**GIVEN PASSAGE:**
Begin

APM under the microscope

Application performance management puts valuable metrics for budget planning or troubleshooting at your fingertips -- but success starts with your OS

APM (application performance management) is a lot like exercise: Everyone knows they need it, but only a fraction practice it consistently, citing high costs and lengthy deployment times as excuses.

In these days of doing more with less, however, those who give APM a closer look can reap significant rewards. Supported by counters -- both existing metrics and custom counters exposed by in-house developers -- APM solutions monitor everything from CPU utilization and memory consumption to network throughput. Most include some kind of analysis component to interpret the counter data, highlight and log discrepancies, trigger alerts, and so on. The analyzed APM data can then be used to manage capacity, troubleshoot problems, ensure performance levels, or even plan future growth.  

Today's IT pros can tap a wealth of tools and resources that tell exactly what's going on under the hood. Depending on your OS starting point, you may be able to stitch together a workable solution using nothing more than what's sitting aroundyour IT lab.

In this article, we examine the state of the APM art as it relates to three leading OS platforms: Microsoft Windows Server, Sun Solaris, and Linux. Each takes a slightly different approach to the task of tracking application run-time behavior, so IT shops must shape their respective APM strategies to fit their chosen platform.

Counters, Counters Everywhere

The heart of any APM solution is the metrics counter. This unimposing entity is the ultimate insider, delivering critical data on the darkest regions of the run-time environment's underbelly. Whether woven into the OS kernel or tacked on to a virtual machine class library, metrics counters are what make systemwide APM possible.

Counters also say a lot about the ideology of the OS developer. For example, Solaris provides a wealth of counters for exploring the inner workings of Sun's own hardware, while Windows channels its broad array of system and application counters through a central library (the Performance Data Helper DLL), making them accessible to even casual developers.

The move to browser-based application architectures introduced an entirely new layer to the APM stack: the Web application server. With an emphasis on code portability and platform abstraction (through the aforementioned virtual machine model), Web application servers require their own instrumentation facilities that may or may not mesh with those of the underlying host OS, making APM trickier.

As the complexity level spirals upward and IT faces the challenge of managing parallel APM architectures, the ability of a given vendor solution to integrate these disparate resources -- without forcing customers to seek third-party help -- is rapidly becoming a key APM selling point.

How do you gauge your APM options? Consider three variables: deployment cost (time and effort as well as dollars), ease of use, and APM functionality. Put those factors together, and platform cohesiveness trumps best-of-breed in many situations.

Microsoft Windows Server System

Microsoft has a long tradition of bundling functionality with its operating system releases, and APM is no exception. The Windows Server platform oozes with metrics richness. From the core of the NT Executive (the kernel) to the most obscure run-time subsystem ("cache read pin hits %," for example), everything has a counter.

End

**SUPPLIED INFORMATION:**
Begin

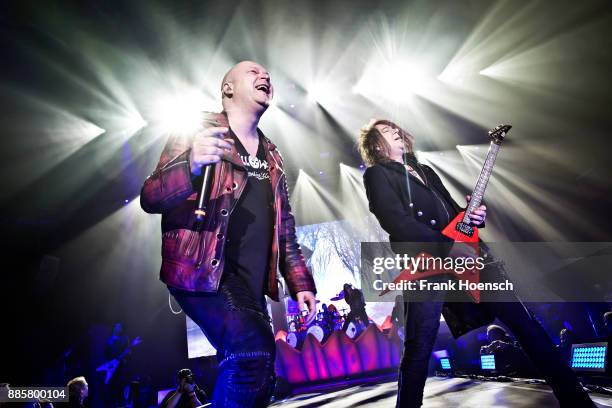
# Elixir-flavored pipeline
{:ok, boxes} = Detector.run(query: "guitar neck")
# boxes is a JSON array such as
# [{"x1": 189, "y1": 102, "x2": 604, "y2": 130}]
[{"x1": 463, "y1": 142, "x2": 501, "y2": 223}]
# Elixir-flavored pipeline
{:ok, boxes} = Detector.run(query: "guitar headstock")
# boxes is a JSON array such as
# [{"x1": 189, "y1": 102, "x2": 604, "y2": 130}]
[{"x1": 489, "y1": 125, "x2": 512, "y2": 145}]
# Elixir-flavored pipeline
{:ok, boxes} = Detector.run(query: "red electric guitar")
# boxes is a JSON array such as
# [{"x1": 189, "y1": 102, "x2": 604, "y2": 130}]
[{"x1": 380, "y1": 125, "x2": 512, "y2": 303}]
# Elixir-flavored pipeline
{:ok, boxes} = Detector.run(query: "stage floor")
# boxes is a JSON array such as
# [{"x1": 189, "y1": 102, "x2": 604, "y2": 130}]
[{"x1": 272, "y1": 377, "x2": 612, "y2": 408}]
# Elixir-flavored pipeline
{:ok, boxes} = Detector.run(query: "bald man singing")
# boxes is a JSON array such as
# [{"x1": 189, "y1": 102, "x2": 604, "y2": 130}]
[{"x1": 140, "y1": 61, "x2": 316, "y2": 407}]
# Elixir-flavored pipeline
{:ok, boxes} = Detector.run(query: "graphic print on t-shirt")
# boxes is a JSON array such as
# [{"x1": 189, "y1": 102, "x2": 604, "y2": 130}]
[{"x1": 239, "y1": 152, "x2": 270, "y2": 180}]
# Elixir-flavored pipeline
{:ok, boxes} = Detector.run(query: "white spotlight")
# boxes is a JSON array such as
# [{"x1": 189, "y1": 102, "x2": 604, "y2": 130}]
[{"x1": 155, "y1": 90, "x2": 210, "y2": 134}]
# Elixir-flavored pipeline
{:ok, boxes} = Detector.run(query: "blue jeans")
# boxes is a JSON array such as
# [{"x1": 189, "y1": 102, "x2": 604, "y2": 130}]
[
  {"x1": 169, "y1": 277, "x2": 276, "y2": 408},
  {"x1": 396, "y1": 291, "x2": 595, "y2": 408}
]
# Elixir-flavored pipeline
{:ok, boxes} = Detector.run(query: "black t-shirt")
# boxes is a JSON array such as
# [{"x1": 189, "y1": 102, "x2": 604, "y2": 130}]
[{"x1": 224, "y1": 135, "x2": 274, "y2": 302}]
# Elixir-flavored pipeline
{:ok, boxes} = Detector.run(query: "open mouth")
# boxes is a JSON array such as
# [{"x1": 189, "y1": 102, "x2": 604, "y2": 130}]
[{"x1": 255, "y1": 84, "x2": 270, "y2": 95}]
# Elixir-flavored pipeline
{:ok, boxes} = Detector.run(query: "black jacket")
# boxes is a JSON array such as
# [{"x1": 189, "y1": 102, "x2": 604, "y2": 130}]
[{"x1": 363, "y1": 162, "x2": 494, "y2": 337}]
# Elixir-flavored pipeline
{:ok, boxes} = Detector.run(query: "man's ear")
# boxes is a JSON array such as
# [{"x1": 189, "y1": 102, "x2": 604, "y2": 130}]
[{"x1": 221, "y1": 82, "x2": 234, "y2": 98}]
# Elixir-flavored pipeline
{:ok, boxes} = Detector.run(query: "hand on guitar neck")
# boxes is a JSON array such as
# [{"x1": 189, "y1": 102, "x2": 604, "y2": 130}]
[{"x1": 465, "y1": 194, "x2": 487, "y2": 227}]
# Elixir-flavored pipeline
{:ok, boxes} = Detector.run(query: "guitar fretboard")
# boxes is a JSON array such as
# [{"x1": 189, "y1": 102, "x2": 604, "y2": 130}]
[{"x1": 463, "y1": 142, "x2": 500, "y2": 223}]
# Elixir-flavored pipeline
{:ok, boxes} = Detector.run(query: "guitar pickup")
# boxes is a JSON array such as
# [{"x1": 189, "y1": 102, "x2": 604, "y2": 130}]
[{"x1": 455, "y1": 222, "x2": 474, "y2": 238}]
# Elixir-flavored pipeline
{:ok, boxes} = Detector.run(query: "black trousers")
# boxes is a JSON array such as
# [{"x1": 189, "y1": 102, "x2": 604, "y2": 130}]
[
  {"x1": 396, "y1": 291, "x2": 595, "y2": 408},
  {"x1": 169, "y1": 275, "x2": 276, "y2": 408}
]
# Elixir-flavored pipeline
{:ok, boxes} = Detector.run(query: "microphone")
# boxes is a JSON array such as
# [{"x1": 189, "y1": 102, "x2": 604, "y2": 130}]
[
  {"x1": 193, "y1": 114, "x2": 222, "y2": 229},
  {"x1": 193, "y1": 164, "x2": 215, "y2": 223}
]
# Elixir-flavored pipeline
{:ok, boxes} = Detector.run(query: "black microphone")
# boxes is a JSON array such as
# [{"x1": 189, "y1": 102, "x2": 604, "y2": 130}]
[
  {"x1": 193, "y1": 164, "x2": 215, "y2": 223},
  {"x1": 193, "y1": 117, "x2": 221, "y2": 229}
]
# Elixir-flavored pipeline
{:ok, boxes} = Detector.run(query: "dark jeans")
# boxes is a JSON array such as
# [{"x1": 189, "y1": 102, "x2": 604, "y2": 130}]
[
  {"x1": 396, "y1": 291, "x2": 595, "y2": 408},
  {"x1": 169, "y1": 272, "x2": 276, "y2": 408}
]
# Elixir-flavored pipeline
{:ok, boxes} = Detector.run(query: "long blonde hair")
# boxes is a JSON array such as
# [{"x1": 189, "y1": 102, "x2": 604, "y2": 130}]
[{"x1": 357, "y1": 119, "x2": 414, "y2": 166}]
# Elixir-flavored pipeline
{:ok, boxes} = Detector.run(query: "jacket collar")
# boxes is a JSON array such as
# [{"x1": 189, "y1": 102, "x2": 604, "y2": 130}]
[
  {"x1": 216, "y1": 111, "x2": 284, "y2": 173},
  {"x1": 380, "y1": 160, "x2": 429, "y2": 188}
]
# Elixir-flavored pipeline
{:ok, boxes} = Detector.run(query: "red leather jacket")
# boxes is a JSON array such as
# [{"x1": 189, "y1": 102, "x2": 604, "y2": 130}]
[{"x1": 140, "y1": 113, "x2": 316, "y2": 300}]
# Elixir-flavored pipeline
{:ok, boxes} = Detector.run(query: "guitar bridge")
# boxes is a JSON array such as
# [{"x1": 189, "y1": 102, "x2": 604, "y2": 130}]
[{"x1": 455, "y1": 222, "x2": 474, "y2": 238}]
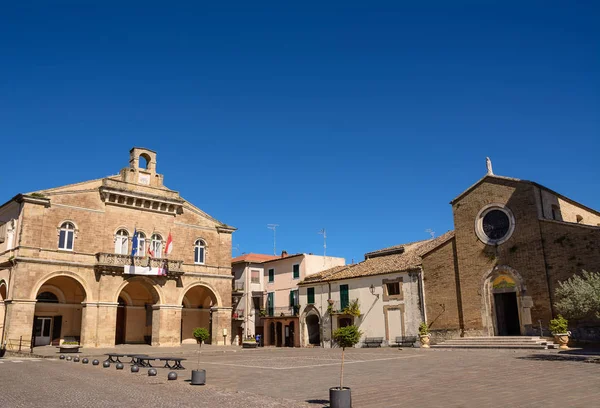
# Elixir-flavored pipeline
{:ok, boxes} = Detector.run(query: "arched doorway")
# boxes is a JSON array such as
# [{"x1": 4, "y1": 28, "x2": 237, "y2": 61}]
[
  {"x1": 33, "y1": 276, "x2": 86, "y2": 346},
  {"x1": 306, "y1": 314, "x2": 321, "y2": 346},
  {"x1": 115, "y1": 278, "x2": 160, "y2": 344},
  {"x1": 181, "y1": 285, "x2": 218, "y2": 344}
]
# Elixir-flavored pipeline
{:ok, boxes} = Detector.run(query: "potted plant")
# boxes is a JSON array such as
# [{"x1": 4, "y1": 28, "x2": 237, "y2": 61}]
[
  {"x1": 191, "y1": 327, "x2": 210, "y2": 385},
  {"x1": 242, "y1": 337, "x2": 258, "y2": 348},
  {"x1": 550, "y1": 315, "x2": 571, "y2": 350},
  {"x1": 419, "y1": 322, "x2": 431, "y2": 348},
  {"x1": 329, "y1": 325, "x2": 362, "y2": 408},
  {"x1": 59, "y1": 341, "x2": 80, "y2": 353}
]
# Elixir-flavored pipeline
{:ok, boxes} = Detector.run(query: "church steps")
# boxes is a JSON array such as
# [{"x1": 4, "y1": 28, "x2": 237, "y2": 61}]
[{"x1": 432, "y1": 336, "x2": 555, "y2": 350}]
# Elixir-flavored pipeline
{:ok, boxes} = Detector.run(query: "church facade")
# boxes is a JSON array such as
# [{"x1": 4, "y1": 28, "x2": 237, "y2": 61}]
[
  {"x1": 420, "y1": 169, "x2": 600, "y2": 341},
  {"x1": 0, "y1": 148, "x2": 235, "y2": 347}
]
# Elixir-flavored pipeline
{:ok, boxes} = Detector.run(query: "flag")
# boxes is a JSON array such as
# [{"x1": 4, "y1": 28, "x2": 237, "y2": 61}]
[
  {"x1": 146, "y1": 234, "x2": 154, "y2": 258},
  {"x1": 165, "y1": 232, "x2": 173, "y2": 256},
  {"x1": 131, "y1": 228, "x2": 138, "y2": 256}
]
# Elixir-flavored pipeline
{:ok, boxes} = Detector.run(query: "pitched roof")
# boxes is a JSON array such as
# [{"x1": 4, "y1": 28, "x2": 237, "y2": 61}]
[
  {"x1": 231, "y1": 253, "x2": 279, "y2": 264},
  {"x1": 300, "y1": 231, "x2": 454, "y2": 284}
]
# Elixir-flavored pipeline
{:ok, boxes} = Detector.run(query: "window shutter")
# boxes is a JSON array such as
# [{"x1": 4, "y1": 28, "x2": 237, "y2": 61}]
[
  {"x1": 306, "y1": 288, "x2": 315, "y2": 304},
  {"x1": 340, "y1": 285, "x2": 350, "y2": 309}
]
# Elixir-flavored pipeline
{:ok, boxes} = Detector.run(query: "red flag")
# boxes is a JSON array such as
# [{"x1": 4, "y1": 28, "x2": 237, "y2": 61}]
[{"x1": 165, "y1": 232, "x2": 173, "y2": 255}]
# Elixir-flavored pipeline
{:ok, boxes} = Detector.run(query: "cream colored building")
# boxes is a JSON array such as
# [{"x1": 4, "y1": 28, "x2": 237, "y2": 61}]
[
  {"x1": 261, "y1": 251, "x2": 346, "y2": 347},
  {"x1": 0, "y1": 148, "x2": 235, "y2": 347}
]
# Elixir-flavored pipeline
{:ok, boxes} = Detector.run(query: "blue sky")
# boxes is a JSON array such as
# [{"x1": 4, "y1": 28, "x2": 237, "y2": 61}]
[{"x1": 0, "y1": 1, "x2": 600, "y2": 262}]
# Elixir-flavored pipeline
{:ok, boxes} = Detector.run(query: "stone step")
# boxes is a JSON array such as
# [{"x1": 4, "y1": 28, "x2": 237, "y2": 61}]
[{"x1": 431, "y1": 343, "x2": 547, "y2": 350}]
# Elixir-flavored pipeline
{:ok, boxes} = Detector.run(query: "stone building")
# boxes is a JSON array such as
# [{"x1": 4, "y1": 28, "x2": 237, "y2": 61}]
[
  {"x1": 422, "y1": 166, "x2": 600, "y2": 341},
  {"x1": 0, "y1": 148, "x2": 235, "y2": 347},
  {"x1": 299, "y1": 233, "x2": 452, "y2": 347},
  {"x1": 300, "y1": 164, "x2": 600, "y2": 346}
]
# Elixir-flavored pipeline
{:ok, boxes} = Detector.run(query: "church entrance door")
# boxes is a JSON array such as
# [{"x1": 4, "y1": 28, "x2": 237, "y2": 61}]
[{"x1": 494, "y1": 292, "x2": 521, "y2": 336}]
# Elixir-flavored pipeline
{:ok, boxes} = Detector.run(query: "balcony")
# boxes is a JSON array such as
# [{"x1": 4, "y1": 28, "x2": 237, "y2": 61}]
[
  {"x1": 260, "y1": 305, "x2": 300, "y2": 317},
  {"x1": 94, "y1": 252, "x2": 184, "y2": 276},
  {"x1": 231, "y1": 281, "x2": 244, "y2": 296}
]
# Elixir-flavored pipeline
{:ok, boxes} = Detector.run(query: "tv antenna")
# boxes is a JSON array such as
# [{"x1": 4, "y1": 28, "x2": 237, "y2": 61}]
[
  {"x1": 318, "y1": 228, "x2": 327, "y2": 256},
  {"x1": 267, "y1": 224, "x2": 279, "y2": 255}
]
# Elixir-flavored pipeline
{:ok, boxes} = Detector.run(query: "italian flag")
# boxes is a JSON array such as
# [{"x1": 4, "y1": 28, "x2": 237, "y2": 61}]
[{"x1": 165, "y1": 232, "x2": 173, "y2": 255}]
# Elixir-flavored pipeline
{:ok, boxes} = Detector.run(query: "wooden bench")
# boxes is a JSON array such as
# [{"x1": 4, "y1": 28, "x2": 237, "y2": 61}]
[
  {"x1": 363, "y1": 337, "x2": 383, "y2": 347},
  {"x1": 394, "y1": 336, "x2": 417, "y2": 347}
]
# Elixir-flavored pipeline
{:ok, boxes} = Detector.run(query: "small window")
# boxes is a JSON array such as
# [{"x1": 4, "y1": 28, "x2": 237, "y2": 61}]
[
  {"x1": 340, "y1": 285, "x2": 350, "y2": 310},
  {"x1": 306, "y1": 288, "x2": 315, "y2": 305},
  {"x1": 115, "y1": 229, "x2": 129, "y2": 255},
  {"x1": 194, "y1": 239, "x2": 206, "y2": 265},
  {"x1": 250, "y1": 269, "x2": 260, "y2": 283},
  {"x1": 385, "y1": 282, "x2": 400, "y2": 296},
  {"x1": 136, "y1": 232, "x2": 146, "y2": 256},
  {"x1": 148, "y1": 234, "x2": 162, "y2": 258},
  {"x1": 36, "y1": 292, "x2": 58, "y2": 303},
  {"x1": 58, "y1": 222, "x2": 75, "y2": 251}
]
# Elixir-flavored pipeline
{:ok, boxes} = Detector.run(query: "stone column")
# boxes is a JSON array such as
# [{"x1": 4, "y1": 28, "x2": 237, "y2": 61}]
[
  {"x1": 4, "y1": 299, "x2": 36, "y2": 345},
  {"x1": 152, "y1": 305, "x2": 183, "y2": 347},
  {"x1": 81, "y1": 302, "x2": 119, "y2": 347},
  {"x1": 210, "y1": 307, "x2": 235, "y2": 346}
]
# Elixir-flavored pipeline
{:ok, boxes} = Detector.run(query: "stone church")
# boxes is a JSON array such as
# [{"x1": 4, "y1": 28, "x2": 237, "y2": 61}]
[
  {"x1": 0, "y1": 147, "x2": 235, "y2": 347},
  {"x1": 420, "y1": 161, "x2": 600, "y2": 341}
]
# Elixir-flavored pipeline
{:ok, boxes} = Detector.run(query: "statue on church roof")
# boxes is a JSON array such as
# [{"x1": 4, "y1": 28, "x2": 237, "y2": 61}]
[{"x1": 485, "y1": 157, "x2": 494, "y2": 176}]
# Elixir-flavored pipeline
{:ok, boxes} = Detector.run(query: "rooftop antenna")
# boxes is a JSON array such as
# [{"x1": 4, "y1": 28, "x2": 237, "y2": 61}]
[{"x1": 267, "y1": 224, "x2": 279, "y2": 255}]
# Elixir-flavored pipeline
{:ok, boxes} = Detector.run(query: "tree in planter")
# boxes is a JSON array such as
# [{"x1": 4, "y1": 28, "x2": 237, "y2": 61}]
[
  {"x1": 193, "y1": 327, "x2": 210, "y2": 370},
  {"x1": 554, "y1": 271, "x2": 600, "y2": 319},
  {"x1": 333, "y1": 325, "x2": 362, "y2": 390}
]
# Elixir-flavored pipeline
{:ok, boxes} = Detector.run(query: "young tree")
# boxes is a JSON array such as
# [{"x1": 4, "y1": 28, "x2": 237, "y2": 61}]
[
  {"x1": 333, "y1": 325, "x2": 362, "y2": 390},
  {"x1": 193, "y1": 327, "x2": 210, "y2": 370},
  {"x1": 554, "y1": 271, "x2": 600, "y2": 319}
]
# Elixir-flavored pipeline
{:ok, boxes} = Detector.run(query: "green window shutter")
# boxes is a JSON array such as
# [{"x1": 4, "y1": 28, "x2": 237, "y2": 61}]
[
  {"x1": 306, "y1": 288, "x2": 315, "y2": 305},
  {"x1": 340, "y1": 285, "x2": 350, "y2": 310}
]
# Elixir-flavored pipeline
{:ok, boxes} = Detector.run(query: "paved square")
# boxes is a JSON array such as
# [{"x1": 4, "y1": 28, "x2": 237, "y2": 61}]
[{"x1": 0, "y1": 348, "x2": 600, "y2": 408}]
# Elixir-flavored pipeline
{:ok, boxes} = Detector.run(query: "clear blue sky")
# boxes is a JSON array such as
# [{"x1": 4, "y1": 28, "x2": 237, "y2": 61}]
[{"x1": 0, "y1": 1, "x2": 600, "y2": 262}]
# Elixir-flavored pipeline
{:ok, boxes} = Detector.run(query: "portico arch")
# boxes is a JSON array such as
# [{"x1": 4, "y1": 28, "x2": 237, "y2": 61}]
[
  {"x1": 301, "y1": 305, "x2": 321, "y2": 347},
  {"x1": 481, "y1": 265, "x2": 532, "y2": 336},
  {"x1": 32, "y1": 272, "x2": 88, "y2": 346},
  {"x1": 178, "y1": 282, "x2": 220, "y2": 343}
]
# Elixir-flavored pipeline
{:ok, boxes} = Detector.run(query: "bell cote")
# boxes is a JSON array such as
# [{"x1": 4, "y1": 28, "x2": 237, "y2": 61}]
[{"x1": 121, "y1": 147, "x2": 163, "y2": 187}]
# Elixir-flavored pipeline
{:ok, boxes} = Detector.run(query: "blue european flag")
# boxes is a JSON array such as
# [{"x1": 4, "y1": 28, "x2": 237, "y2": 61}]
[{"x1": 131, "y1": 228, "x2": 138, "y2": 256}]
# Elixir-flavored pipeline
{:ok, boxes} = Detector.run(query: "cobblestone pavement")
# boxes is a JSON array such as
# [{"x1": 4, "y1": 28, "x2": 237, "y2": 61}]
[{"x1": 0, "y1": 349, "x2": 600, "y2": 408}]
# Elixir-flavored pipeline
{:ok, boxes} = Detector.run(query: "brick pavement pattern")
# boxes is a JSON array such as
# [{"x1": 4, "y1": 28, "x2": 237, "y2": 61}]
[{"x1": 0, "y1": 348, "x2": 600, "y2": 408}]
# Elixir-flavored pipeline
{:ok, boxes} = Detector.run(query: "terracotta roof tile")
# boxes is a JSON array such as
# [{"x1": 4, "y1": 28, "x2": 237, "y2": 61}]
[
  {"x1": 301, "y1": 231, "x2": 454, "y2": 284},
  {"x1": 231, "y1": 253, "x2": 279, "y2": 264}
]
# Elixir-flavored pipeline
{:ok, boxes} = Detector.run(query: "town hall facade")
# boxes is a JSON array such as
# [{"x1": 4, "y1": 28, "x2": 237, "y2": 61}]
[{"x1": 0, "y1": 148, "x2": 235, "y2": 347}]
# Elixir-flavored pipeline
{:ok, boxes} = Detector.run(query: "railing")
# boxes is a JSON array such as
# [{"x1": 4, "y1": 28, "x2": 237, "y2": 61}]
[
  {"x1": 231, "y1": 281, "x2": 244, "y2": 293},
  {"x1": 96, "y1": 252, "x2": 183, "y2": 275},
  {"x1": 6, "y1": 336, "x2": 33, "y2": 353},
  {"x1": 260, "y1": 305, "x2": 300, "y2": 317}
]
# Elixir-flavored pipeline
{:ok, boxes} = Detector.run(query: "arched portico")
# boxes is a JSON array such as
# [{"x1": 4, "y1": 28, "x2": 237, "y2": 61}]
[
  {"x1": 179, "y1": 282, "x2": 219, "y2": 344},
  {"x1": 482, "y1": 265, "x2": 532, "y2": 336}
]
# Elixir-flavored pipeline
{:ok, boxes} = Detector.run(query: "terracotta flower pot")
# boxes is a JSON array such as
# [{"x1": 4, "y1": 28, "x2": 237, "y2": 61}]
[{"x1": 554, "y1": 332, "x2": 571, "y2": 350}]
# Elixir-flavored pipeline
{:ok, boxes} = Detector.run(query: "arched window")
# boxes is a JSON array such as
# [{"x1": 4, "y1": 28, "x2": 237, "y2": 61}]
[
  {"x1": 115, "y1": 229, "x2": 129, "y2": 255},
  {"x1": 194, "y1": 239, "x2": 206, "y2": 265},
  {"x1": 136, "y1": 232, "x2": 146, "y2": 256},
  {"x1": 58, "y1": 222, "x2": 75, "y2": 251},
  {"x1": 36, "y1": 292, "x2": 58, "y2": 303},
  {"x1": 150, "y1": 234, "x2": 162, "y2": 258}
]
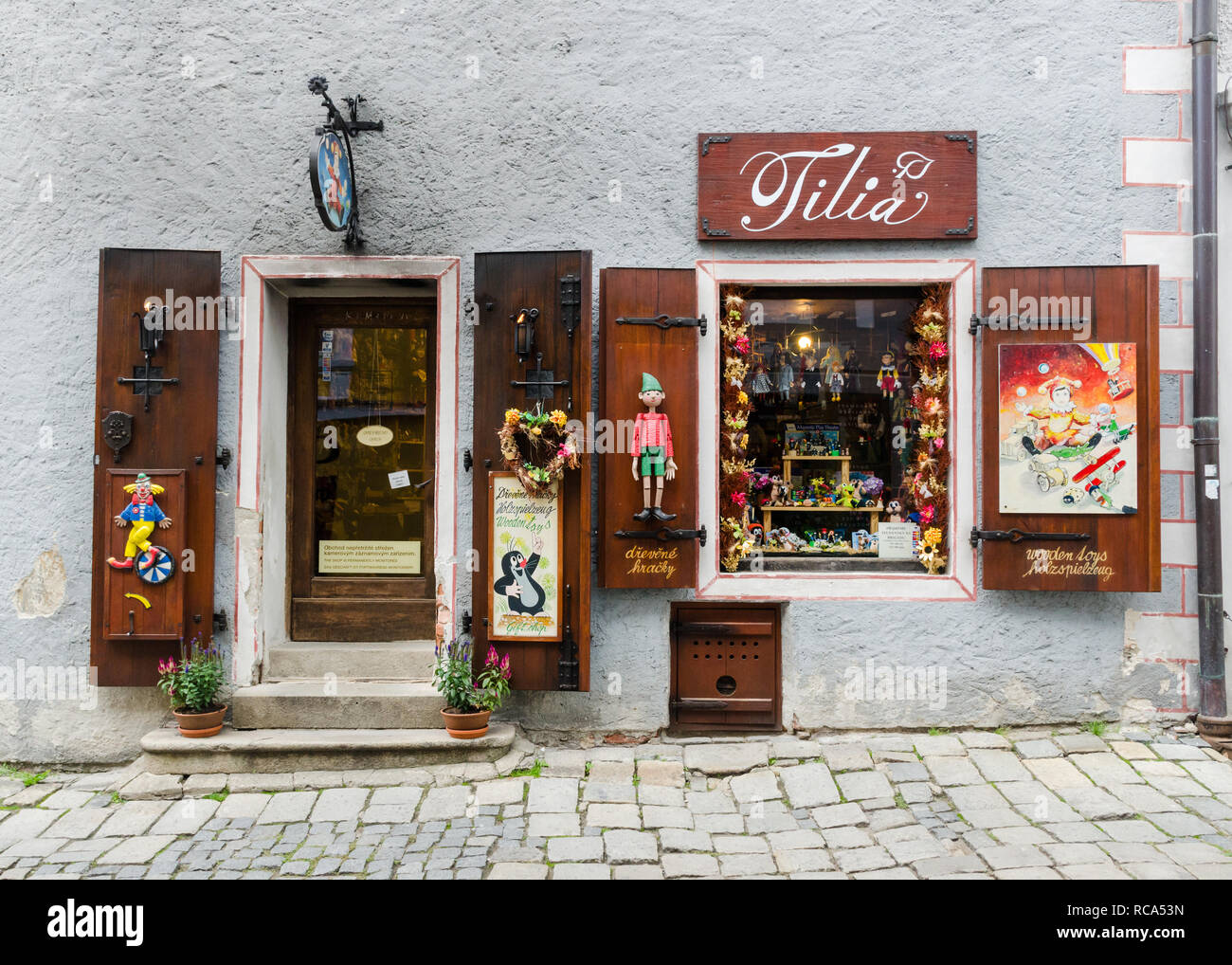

End

**STATED TASK A:**
Pull out every line of the listing that contains the string "building".
**STATED TASK B:**
Pick up the article on application performance management after its last sentence and keep writing.
The article on application performance management and the listing come from unrelated sources.

**TASK RESPONSE A:**
{:ok, boxes} = Detector.run(query: "cream colored building")
{:ok, boxes} = Detector.run(query: "stone building")

**TASK RESPONSE B:**
But perhaps even more important than the number of counters is the way in which Microsoft makes them available to the developer. For legacy Windows applications that predate the .Net framework, there's the PDH (Performance Data Helper) library, a single point of reference for accessing metrics counters across the OS. Virtually every major subsystem is represented, and Windows developers can easily extend their own applications to expose custom metrics through the PDH interface.

Incidentally, PDH is also used by the graphical PerfMon (Performance Monitor) application (part of the core Windows OS) to graph and log metrics data, so writing a PDH-enabled application has the added benefit of exposing custom counters to PerfMon.

With the advent of the .Net framework, Microsoft extended its pervasive metrics model into the realm of the Web application server. All aspects of framework operation, from the JIT (Just in Time) compiler for the CLR (Common Language Runtime) virtual machine to the ASP .Net Web services libraries, are fully instrumented and exposed to the developer, both through the legacy PDH library and the newer WMI (Windows Management Instrumentation) interfaces.

Plus, when Microsoft's ETW (Event Tracing for Windows) solution debuts later this quarter, you'll literally be able to track an application's execution path as it crosses various local and network boundaries (but not Web services boundaries), regardless of the underlying development model.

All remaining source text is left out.